— Goal of the exercise —
Give all the records again, with no alterations.
BEGIN Study material
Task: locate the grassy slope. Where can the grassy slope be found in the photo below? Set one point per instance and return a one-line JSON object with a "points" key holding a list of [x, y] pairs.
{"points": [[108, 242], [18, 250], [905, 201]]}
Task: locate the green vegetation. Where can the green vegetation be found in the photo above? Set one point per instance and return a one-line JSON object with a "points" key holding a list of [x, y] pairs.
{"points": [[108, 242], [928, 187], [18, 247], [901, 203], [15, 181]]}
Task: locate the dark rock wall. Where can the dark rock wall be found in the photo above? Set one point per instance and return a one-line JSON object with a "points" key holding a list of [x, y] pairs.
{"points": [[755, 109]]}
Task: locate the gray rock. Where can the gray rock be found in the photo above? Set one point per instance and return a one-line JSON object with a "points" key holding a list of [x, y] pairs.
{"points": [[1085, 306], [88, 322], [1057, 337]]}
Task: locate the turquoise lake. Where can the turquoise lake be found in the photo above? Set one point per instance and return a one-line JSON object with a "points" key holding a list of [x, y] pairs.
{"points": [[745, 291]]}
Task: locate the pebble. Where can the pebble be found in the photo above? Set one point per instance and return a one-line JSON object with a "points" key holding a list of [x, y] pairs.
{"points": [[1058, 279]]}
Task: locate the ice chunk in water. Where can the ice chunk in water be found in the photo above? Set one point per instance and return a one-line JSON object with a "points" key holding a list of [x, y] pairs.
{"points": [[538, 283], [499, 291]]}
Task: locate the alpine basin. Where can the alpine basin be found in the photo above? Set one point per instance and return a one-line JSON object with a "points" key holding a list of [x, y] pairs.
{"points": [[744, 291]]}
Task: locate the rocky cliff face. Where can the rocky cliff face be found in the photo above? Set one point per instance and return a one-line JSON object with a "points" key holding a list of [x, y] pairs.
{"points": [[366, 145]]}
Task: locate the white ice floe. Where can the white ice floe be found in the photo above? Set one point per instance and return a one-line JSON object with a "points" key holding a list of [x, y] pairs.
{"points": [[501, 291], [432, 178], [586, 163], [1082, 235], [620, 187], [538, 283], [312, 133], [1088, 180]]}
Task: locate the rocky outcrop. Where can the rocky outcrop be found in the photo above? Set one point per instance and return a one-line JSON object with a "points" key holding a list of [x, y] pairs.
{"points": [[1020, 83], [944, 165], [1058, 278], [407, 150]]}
END Study material
— Written solution —
Task: locate the grassy slope. Where can the grassy slope be found in the photo below? Set one point per instance and return a one-line JSON object with a "points" key holding a list of [x, y] pairs.
{"points": [[108, 242], [18, 250], [905, 201]]}
Task: locate the green vegetation. Where can the green vegetation be found in the photo above? Set one point per instance and return a one-line JSON object with a "points" key holding a list of [x, y] pairs.
{"points": [[108, 242], [928, 187], [18, 247], [901, 203], [15, 181]]}
Task: locate the dark rock wall. Where can the dark rock wall be found in the photo above? Set one point per instance and return a one-line JSON object with a "points" key holding a list of [x, y] pairs.
{"points": [[755, 109]]}
Task: locate the gray rock. Where can the gray rock be found in the photo above? Set one point per instance and return a one-line JSON object with a "points" key holding a list of [x, y] pairs.
{"points": [[1085, 306], [88, 322], [1057, 337]]}
Task: locate the turquoise lake. Where can the turquoise lake be found in the photo above? Set one point per instance and return a one-line JSON object with a "points" key holding a list of [x, y] pairs.
{"points": [[745, 291]]}
Task: locate the pebble. Where can the pebble be found in the photo above? Set one point per instance and return a one-line JSON object with a "points" key holding a list of [x, y] pairs.
{"points": [[1058, 279]]}
Task: locate the ice chunk in water. Where can the ice chunk in water be found in the photo above? Set one point per instance and return a one-line JSON object with a "points" key holding a list of [x, y] pairs.
{"points": [[538, 283], [499, 291]]}
Task: locate the alpine basin. Where can the alpine basin be found in the photo above? Set one point per instance and return a one-line JSON object with a "points" key holding a list of [x, y] pairs.
{"points": [[744, 291]]}
Task: locate the rocky cliff face. Where can the rocky cliff face be found in the photo above? Set one point per instance and return a one-line JSON object with a "points" key holding a list of [x, y] pairs.
{"points": [[366, 145]]}
Task: locate the white ice floe. Where can the white ice floe be found in the photo above? Set one point per instance and return a one-line JSON object with a "points" key holding a list of [x, y] pairs.
{"points": [[501, 291], [432, 178], [586, 163], [1082, 235], [620, 187], [538, 283], [312, 133], [1088, 180]]}
Task: locate the rocky outcrop. Where can the rocky outcrop be found in the photo above? Set one point per instance and return a one-line JSON object with a "points" key holding a list of [x, y] pairs.
{"points": [[1020, 83], [944, 165], [1058, 278], [407, 150]]}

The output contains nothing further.